*EXERCISE INSTRUCTIONS:* State how many lines of the items below contain the word "running", treating uppercase and lowercase as different. Give only the number.

*RECORDS PROVIDED:*
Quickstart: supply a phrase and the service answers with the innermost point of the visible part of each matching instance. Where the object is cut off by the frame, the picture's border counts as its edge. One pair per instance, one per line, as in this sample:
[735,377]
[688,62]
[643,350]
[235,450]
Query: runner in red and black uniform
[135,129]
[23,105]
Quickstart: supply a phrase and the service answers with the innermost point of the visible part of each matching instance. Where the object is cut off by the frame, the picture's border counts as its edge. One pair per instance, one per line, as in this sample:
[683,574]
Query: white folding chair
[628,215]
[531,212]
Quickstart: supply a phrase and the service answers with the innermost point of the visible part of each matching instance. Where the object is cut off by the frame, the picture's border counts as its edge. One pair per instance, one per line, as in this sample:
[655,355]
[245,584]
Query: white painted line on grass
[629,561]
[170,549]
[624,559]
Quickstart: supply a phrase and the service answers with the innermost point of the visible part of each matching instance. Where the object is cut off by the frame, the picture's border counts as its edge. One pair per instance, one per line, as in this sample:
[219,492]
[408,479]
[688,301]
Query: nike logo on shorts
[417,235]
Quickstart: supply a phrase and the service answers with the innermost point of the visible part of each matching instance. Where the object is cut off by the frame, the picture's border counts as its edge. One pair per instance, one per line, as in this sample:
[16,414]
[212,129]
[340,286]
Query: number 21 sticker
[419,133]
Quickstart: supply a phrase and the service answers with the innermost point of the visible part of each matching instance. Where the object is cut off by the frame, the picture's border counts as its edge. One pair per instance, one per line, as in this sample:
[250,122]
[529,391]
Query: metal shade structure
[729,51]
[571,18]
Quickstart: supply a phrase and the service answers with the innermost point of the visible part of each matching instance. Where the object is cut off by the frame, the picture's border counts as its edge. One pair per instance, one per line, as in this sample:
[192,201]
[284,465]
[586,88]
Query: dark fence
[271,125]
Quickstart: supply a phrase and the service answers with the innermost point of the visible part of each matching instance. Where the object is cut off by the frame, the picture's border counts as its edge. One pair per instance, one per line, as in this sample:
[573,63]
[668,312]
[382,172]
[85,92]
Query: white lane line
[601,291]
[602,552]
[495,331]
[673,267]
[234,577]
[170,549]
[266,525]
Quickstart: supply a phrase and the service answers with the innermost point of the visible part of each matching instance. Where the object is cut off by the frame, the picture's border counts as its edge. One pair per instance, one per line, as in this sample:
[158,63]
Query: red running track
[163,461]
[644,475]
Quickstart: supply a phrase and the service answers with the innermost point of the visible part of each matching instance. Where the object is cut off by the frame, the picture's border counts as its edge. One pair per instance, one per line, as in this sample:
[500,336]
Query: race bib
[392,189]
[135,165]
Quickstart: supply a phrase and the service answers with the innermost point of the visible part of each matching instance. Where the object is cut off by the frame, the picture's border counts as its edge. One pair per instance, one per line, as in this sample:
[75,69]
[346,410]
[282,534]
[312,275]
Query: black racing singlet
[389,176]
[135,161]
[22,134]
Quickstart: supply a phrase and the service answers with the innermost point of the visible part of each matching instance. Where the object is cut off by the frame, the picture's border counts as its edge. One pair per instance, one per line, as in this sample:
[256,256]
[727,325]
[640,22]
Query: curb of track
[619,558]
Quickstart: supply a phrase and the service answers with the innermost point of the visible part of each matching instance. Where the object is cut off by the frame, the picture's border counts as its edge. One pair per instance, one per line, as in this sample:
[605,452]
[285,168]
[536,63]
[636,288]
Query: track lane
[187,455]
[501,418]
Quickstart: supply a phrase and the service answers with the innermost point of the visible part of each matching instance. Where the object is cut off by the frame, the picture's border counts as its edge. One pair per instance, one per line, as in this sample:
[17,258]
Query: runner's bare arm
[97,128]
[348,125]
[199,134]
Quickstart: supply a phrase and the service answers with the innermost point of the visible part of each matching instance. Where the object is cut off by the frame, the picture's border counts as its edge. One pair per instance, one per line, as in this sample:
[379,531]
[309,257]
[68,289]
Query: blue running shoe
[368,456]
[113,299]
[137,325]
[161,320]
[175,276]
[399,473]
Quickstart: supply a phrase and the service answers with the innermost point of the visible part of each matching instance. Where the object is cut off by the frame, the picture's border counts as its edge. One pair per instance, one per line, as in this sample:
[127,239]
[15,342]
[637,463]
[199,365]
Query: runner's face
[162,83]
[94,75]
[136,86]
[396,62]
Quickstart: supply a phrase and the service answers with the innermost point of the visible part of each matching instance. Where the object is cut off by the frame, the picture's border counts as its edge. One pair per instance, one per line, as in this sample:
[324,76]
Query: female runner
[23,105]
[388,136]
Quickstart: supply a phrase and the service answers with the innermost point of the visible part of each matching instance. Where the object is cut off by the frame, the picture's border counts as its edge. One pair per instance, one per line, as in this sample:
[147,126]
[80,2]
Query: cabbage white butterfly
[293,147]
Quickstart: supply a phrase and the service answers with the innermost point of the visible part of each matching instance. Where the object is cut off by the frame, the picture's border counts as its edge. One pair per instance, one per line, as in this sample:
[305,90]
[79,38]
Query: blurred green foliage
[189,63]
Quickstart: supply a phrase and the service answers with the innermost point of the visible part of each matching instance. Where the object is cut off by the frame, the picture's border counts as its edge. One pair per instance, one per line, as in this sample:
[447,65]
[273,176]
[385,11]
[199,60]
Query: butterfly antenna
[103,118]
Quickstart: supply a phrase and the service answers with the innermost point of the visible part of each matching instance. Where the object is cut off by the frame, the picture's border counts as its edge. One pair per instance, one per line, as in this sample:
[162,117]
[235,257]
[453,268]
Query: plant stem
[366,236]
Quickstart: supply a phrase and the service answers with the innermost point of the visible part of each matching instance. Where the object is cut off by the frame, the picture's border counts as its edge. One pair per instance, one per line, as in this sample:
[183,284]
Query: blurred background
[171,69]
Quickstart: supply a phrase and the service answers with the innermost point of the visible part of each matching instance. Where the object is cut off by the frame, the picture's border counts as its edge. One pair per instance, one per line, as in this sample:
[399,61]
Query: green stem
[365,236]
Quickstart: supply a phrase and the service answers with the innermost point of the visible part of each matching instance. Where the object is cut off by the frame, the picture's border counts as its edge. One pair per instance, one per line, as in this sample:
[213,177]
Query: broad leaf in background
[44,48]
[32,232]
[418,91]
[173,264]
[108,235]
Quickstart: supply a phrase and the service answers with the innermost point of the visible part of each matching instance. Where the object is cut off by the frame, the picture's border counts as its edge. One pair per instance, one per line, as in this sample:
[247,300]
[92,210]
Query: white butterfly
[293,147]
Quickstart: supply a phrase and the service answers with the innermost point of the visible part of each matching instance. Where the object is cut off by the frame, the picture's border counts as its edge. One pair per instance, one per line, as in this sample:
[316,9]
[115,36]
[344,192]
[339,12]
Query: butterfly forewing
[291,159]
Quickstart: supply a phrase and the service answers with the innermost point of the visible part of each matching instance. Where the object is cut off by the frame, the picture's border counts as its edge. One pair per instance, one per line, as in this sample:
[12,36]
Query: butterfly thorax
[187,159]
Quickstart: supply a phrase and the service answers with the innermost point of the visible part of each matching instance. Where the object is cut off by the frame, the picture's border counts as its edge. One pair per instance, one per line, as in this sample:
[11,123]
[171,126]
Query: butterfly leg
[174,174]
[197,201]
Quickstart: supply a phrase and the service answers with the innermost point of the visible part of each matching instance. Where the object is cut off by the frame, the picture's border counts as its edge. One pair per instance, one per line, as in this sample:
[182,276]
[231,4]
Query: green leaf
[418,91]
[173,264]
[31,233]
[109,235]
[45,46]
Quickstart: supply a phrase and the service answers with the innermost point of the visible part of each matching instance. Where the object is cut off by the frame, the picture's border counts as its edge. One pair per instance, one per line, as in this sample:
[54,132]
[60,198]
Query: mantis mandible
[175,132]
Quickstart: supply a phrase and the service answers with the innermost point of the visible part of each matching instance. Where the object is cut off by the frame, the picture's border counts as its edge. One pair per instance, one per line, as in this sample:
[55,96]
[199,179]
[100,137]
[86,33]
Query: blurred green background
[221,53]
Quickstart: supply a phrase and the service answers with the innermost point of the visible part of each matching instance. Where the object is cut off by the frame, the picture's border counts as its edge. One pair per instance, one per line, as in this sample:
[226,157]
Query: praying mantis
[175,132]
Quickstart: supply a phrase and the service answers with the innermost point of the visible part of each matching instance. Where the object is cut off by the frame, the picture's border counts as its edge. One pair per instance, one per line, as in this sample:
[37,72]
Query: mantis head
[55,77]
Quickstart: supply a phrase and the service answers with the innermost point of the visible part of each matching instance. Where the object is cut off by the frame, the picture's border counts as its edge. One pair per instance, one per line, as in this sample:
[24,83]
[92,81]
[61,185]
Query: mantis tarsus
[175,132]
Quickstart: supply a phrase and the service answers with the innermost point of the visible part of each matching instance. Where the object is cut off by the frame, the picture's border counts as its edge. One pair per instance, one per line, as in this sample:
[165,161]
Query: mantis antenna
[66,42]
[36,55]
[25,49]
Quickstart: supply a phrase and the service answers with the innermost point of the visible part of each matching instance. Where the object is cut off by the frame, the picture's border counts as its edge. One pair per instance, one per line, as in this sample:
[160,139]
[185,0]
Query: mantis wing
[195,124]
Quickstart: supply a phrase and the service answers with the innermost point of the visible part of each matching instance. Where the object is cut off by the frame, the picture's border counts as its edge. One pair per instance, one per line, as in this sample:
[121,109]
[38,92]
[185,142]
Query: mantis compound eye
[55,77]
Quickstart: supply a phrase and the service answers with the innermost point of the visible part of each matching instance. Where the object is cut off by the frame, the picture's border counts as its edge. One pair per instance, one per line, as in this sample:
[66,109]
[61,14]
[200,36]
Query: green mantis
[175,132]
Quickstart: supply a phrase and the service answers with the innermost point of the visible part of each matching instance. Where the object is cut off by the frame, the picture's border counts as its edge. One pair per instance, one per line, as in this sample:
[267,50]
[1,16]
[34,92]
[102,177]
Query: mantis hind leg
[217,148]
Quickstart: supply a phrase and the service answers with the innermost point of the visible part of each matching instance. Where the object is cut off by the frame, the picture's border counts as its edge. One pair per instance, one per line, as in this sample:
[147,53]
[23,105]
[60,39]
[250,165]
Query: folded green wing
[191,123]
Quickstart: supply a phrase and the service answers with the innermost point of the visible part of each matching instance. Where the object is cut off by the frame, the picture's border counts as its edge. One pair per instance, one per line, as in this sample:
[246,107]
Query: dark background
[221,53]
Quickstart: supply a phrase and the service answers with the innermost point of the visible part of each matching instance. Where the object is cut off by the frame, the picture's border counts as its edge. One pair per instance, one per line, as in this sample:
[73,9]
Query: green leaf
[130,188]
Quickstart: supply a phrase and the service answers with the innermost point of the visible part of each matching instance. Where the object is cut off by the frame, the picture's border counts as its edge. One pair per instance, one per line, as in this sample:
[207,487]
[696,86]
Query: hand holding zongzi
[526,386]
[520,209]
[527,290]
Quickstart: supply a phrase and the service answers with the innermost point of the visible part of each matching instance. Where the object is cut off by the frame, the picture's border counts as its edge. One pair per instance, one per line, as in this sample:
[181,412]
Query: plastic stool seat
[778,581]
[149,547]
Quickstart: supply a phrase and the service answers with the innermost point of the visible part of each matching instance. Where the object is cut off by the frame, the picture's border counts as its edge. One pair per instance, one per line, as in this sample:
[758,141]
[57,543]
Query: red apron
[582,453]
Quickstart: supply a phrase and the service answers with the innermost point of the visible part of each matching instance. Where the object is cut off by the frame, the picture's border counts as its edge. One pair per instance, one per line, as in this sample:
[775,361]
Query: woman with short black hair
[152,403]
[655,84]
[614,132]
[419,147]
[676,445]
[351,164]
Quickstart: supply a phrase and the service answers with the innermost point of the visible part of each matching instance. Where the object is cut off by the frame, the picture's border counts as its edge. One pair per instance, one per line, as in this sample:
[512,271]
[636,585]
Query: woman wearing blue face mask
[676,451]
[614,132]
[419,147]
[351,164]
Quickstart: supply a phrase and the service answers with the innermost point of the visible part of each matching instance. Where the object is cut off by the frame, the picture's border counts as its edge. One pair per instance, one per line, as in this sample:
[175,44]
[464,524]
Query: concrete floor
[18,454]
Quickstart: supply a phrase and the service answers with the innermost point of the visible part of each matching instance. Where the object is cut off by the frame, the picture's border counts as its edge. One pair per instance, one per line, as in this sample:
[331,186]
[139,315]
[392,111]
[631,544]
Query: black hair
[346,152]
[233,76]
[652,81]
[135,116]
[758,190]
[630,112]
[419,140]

*ANSWER TO THE PROBLEM:* 2